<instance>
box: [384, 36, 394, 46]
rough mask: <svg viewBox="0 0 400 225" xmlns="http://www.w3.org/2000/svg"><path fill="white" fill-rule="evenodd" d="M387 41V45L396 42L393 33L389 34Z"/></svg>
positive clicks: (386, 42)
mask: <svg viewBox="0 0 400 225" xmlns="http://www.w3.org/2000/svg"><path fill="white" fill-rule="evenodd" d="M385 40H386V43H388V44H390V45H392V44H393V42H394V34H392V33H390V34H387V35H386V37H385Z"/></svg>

» Description of the task
Can you rewrite the material above with "rough mask" swapped for "coarse mask" and everything else left as it is?

» Solution for this task
<instance>
box: [384, 36, 394, 46]
coarse mask: <svg viewBox="0 0 400 225" xmlns="http://www.w3.org/2000/svg"><path fill="white" fill-rule="evenodd" d="M387 41V45L396 42L393 33L389 34Z"/></svg>
positive clicks: (386, 42)
mask: <svg viewBox="0 0 400 225" xmlns="http://www.w3.org/2000/svg"><path fill="white" fill-rule="evenodd" d="M385 40H386V43H388V44H390V45H392V44H393V42H394V34H392V33H390V34H387V35H386V37H385Z"/></svg>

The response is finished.